Stated exercise 1:
In two sentences, summarize the i915 tasklet code review.
Stated exercise 2:
Extract the entries from the line containing "Would you be able to point to the beige" through the end of the entries, both ends included, reproducing each line exactly.

I would suggest a more generic name for the bit since i915_tasklet is 
generic-ish. For instance simply I915_TASKLET_DIRECT would signify the 
callback has been invoked directly and not (necessarily) from softirq 
context. Then it is for each user to know what that means for them 
specifically.

>   };
>   
>   static inline void i915_tasklet_init(struct i915_tasklet *t,
> @@ -43,6 +48,14 @@ static inline bool i915_tasklet_is_enabled(const struct i915_tasklet *t)
>   	return likely(!atomic_read(&t->base.count));
>   }
>   
> +static inline bool i915_tasklet_is_direct_submit(const struct i915_tasklet *t)
> +{
> +	/* Only legal to be checked from inside the tasklet. */
> +	GEM_BUG_ON(!i915_tasklet_is_running(t));
> +
> +	return t->flags & I915_TASKLET_DIRECT_SUBMIT;
> +}

Or maybe i915_tasklet_direct_invocation?

> +
>   static inline void i915_tasklet_schedule(struct i915_tasklet *t)
>   {
>   	tasklet_hi_schedule(&t->base);
> @@ -75,4 +88,15 @@ static inline void i915_tasklet_set_func(struct i915_tasklet *t,
>   	i915_tasklet_unlock(t);
>   }
>   
> +static inline void __i915_tasklet_run(const struct i915_tasklet *t)
> +{
> +	t->base.func(t->base.data);
> +}
> +
> +static inline void i915_tasklet_run(const struct i915_tasklet *t)
> +{
> +	GEM_BUG_ON(!i915_tasklet_is_running(t));
> +	__i915_tasklet_run(t);
> +}
> +
>   #endif /* _I915_TASKLET_H_ */
> diff --git a/drivers/gpu/drm/i915/intel_guc_submission.c b/drivers/gpu/drm/i915/intel_guc_submission.c
> index a7afc976c3b9..f2ded1796523 100644
> --- a/drivers/gpu/drm/i915/intel_guc_submission.c
> +++ b/drivers/gpu/drm/i915/intel_guc_submission.c
> @@ -754,14 +754,18 @@ static bool __guc_dequeue(struct intel_engine_cs *engine)
>   
>   static void guc_dequeue(struct intel_engine_cs *engine)

Records provided:

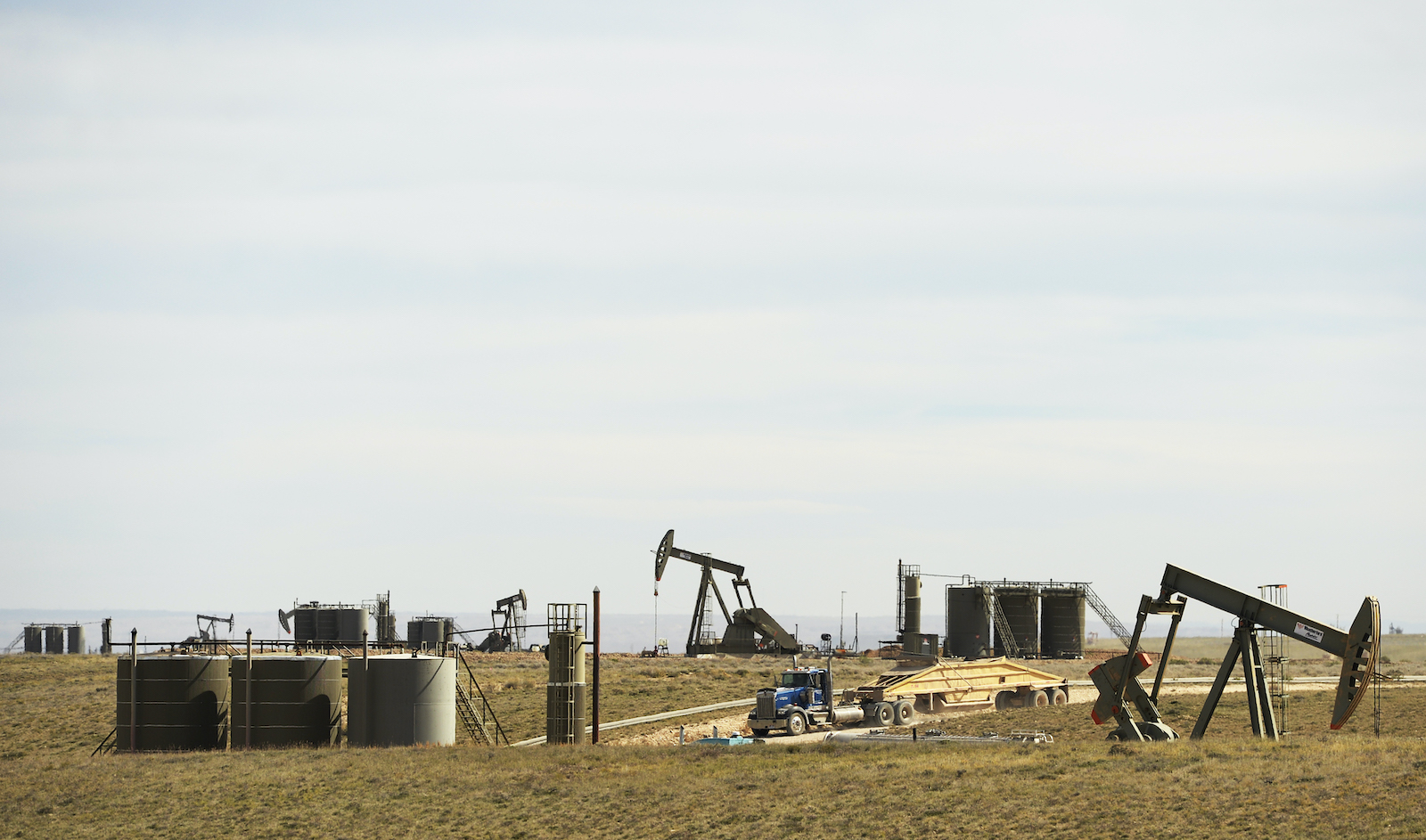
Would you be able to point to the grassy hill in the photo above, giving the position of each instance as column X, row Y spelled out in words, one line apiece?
column 53, row 711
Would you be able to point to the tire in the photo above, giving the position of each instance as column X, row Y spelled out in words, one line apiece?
column 796, row 723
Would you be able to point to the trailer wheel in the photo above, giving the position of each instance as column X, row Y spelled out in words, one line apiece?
column 796, row 723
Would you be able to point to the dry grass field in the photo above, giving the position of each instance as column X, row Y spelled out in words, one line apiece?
column 53, row 711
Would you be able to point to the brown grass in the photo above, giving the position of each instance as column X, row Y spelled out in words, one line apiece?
column 1316, row 785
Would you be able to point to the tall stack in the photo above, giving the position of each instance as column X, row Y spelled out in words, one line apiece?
column 567, row 695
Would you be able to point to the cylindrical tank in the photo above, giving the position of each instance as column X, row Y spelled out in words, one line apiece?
column 1061, row 624
column 567, row 692
column 351, row 624
column 33, row 640
column 183, row 704
column 401, row 700
column 296, row 700
column 76, row 638
column 342, row 625
column 967, row 626
column 1021, row 608
column 913, row 604
column 54, row 640
column 427, row 632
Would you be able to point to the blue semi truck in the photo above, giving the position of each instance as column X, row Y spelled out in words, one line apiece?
column 806, row 697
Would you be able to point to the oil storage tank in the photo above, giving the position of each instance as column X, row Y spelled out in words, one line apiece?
column 337, row 624
column 33, row 640
column 296, row 700
column 428, row 632
column 1061, row 622
column 401, row 700
column 967, row 626
column 567, row 693
column 178, row 704
column 1021, row 608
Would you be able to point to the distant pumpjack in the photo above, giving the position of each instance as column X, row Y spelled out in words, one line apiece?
column 508, row 619
column 745, row 625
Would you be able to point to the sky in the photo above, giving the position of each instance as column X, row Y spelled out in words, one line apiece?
column 308, row 303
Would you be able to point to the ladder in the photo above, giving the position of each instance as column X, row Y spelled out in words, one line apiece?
column 997, row 615
column 1102, row 611
column 475, row 711
column 13, row 643
column 1275, row 655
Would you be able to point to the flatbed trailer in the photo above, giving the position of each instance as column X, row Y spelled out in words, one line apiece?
column 805, row 697
column 963, row 685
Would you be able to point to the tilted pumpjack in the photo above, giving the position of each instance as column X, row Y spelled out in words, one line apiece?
column 1117, row 679
column 743, row 624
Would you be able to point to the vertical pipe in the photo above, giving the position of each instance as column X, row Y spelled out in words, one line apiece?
column 133, row 690
column 595, row 711
column 247, row 699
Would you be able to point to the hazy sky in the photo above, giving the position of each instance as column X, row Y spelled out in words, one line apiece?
column 316, row 301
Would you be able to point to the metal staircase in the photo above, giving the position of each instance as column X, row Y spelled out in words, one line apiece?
column 1007, row 640
column 475, row 711
column 1102, row 611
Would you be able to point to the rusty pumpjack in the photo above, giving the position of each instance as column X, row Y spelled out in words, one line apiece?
column 745, row 625
column 1119, row 683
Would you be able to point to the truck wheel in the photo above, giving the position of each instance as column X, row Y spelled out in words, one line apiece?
column 796, row 723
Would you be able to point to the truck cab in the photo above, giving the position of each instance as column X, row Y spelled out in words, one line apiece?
column 802, row 697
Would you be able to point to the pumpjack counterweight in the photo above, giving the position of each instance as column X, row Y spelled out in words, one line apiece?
column 1117, row 679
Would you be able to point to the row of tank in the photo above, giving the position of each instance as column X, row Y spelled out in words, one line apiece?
column 52, row 640
column 200, row 702
column 348, row 625
column 1045, row 619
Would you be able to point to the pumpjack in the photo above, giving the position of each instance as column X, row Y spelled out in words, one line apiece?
column 750, row 629
column 1119, row 683
column 508, row 625
column 210, row 633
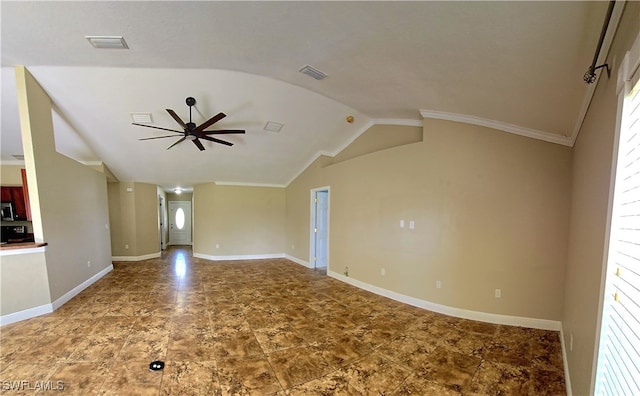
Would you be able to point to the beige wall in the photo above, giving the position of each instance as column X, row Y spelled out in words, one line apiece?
column 23, row 282
column 133, row 213
column 241, row 220
column 180, row 197
column 68, row 199
column 379, row 137
column 490, row 211
column 592, row 159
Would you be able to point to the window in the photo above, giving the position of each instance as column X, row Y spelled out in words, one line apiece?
column 618, row 370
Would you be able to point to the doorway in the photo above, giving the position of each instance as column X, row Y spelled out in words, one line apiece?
column 161, row 222
column 179, row 223
column 319, row 246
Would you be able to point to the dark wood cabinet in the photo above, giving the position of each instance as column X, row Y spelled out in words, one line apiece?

Exercise response 1:
The reviewer proposes a more generic name for the bit, such as I915_TASKLET_DIRECT, to indicate that the callback was invoked directly and not necessarily from softirq context, with each user left to decide what that means for them. The reviewer also offers i915_tasklet_direct_invocation as a possible name in place of the quoted i915_tasklet_is_direct_submit.

Exercise response 2:
Would you be able to point to the beige wall in the photo above, giving the position of each instance as column X, row Y spelled out in words, one line apiece?
column 23, row 282
column 133, row 213
column 241, row 220
column 180, row 197
column 68, row 199
column 379, row 137
column 490, row 211
column 592, row 159
Would you be able to point to the window in the photo above, giving the position of each instance as column X, row Y spelled out in words, one line apiece?
column 618, row 370
Would you be able to point to the doorway in the photo above, giving the position of each instance as column X, row Y spelled out in words, one line apiece?
column 161, row 222
column 179, row 223
column 319, row 246
Would you be able to point to the dark wood cabinet in the photo above, giving the position of each instance as column X, row Y spelled out in words, one line apiece?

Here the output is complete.